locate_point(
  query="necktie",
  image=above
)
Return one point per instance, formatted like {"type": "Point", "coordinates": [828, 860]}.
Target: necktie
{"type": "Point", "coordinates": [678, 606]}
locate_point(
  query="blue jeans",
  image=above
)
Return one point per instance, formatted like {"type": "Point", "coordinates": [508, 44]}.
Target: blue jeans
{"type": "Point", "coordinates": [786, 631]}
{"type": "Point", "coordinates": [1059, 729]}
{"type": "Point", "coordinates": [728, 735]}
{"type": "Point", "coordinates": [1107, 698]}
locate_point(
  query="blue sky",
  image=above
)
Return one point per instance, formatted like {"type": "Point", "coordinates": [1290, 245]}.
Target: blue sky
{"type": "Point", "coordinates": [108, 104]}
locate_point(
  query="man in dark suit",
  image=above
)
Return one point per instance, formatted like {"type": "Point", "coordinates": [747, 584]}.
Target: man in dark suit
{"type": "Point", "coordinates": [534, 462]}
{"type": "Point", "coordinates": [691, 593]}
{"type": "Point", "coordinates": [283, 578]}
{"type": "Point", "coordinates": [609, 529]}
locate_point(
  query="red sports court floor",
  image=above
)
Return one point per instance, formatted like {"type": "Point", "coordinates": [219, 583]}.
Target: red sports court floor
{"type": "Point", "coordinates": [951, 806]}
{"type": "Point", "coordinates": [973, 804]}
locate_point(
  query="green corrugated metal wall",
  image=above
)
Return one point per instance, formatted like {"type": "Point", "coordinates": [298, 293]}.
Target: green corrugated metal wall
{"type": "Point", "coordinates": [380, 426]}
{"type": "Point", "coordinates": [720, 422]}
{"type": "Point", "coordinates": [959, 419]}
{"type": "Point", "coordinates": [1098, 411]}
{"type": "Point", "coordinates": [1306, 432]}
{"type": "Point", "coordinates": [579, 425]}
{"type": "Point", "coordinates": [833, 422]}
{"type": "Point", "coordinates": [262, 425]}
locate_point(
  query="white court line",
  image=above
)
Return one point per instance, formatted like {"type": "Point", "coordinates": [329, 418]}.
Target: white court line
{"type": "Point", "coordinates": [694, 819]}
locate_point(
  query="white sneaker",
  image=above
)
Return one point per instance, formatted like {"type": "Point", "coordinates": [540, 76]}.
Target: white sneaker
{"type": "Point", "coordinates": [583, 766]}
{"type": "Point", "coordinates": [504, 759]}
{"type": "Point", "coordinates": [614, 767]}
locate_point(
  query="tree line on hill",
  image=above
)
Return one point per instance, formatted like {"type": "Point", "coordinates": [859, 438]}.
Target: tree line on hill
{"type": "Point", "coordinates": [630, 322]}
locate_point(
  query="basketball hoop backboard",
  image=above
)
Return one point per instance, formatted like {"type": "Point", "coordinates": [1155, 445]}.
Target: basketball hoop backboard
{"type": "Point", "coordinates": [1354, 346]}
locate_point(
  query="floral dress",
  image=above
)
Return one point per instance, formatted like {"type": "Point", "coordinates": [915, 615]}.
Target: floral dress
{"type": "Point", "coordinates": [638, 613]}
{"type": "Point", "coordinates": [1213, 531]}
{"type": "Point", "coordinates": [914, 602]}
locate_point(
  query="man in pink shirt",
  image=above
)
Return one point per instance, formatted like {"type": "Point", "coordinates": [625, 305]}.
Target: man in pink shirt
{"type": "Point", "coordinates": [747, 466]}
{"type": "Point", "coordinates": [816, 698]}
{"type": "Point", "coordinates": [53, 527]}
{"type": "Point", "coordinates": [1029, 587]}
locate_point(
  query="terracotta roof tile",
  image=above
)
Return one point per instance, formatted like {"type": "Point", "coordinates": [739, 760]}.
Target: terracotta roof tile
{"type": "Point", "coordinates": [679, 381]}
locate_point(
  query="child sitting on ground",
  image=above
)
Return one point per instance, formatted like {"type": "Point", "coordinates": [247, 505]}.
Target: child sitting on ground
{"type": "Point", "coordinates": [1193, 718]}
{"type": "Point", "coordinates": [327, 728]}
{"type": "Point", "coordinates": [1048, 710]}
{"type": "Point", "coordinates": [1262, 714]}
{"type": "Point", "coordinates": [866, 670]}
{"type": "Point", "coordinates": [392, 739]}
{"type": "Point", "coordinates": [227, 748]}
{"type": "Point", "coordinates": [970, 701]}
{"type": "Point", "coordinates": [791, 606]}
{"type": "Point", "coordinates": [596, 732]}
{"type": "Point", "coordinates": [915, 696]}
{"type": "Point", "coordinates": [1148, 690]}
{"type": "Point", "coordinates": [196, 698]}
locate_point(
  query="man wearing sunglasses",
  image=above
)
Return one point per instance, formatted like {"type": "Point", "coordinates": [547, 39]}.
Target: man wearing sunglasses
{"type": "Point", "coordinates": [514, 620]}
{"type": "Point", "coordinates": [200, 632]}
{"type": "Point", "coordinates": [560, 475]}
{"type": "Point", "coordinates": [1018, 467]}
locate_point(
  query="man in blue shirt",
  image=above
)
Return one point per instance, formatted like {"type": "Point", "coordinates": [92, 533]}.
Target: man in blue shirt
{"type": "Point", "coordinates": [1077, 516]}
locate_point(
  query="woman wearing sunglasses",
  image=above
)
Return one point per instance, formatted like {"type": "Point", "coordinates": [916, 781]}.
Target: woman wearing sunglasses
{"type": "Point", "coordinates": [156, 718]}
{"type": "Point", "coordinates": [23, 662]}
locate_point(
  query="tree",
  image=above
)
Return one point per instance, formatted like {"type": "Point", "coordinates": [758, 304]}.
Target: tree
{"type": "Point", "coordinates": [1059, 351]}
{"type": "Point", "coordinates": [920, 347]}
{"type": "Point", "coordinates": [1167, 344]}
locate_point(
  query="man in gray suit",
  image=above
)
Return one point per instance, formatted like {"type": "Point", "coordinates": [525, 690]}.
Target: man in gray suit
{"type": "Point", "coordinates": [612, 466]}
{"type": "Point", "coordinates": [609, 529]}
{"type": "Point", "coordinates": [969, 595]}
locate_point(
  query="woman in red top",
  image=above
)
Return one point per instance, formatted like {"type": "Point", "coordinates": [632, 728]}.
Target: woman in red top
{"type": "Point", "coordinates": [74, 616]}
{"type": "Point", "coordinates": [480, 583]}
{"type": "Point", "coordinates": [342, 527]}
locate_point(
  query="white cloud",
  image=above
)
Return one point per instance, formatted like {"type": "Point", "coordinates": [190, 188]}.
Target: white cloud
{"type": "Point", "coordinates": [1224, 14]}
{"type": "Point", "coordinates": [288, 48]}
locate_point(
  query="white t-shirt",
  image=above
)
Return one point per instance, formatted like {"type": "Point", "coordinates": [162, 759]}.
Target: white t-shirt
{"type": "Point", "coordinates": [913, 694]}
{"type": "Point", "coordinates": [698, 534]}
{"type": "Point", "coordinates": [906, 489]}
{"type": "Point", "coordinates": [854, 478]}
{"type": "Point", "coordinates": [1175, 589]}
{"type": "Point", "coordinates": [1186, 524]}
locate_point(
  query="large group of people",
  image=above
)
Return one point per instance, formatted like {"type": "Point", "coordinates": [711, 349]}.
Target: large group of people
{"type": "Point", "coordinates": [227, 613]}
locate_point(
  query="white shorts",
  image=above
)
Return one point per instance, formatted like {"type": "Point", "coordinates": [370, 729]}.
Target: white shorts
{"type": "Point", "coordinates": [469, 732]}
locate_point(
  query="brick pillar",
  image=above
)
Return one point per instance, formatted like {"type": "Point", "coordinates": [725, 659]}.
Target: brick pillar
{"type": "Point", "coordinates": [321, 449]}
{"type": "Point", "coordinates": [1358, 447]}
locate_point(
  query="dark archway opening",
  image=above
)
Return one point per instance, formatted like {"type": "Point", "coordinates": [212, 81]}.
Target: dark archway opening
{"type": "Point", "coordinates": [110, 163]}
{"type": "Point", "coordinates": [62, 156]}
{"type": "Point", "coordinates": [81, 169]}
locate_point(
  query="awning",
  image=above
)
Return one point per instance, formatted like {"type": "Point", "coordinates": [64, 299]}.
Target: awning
____
> REQUEST
Which lines in the records above contain the string "wall", with case counting? Show every one of them in full.

> RESULT OF THE TASK
  query="green corrugated metal wall",
Target: green corrugated metal wall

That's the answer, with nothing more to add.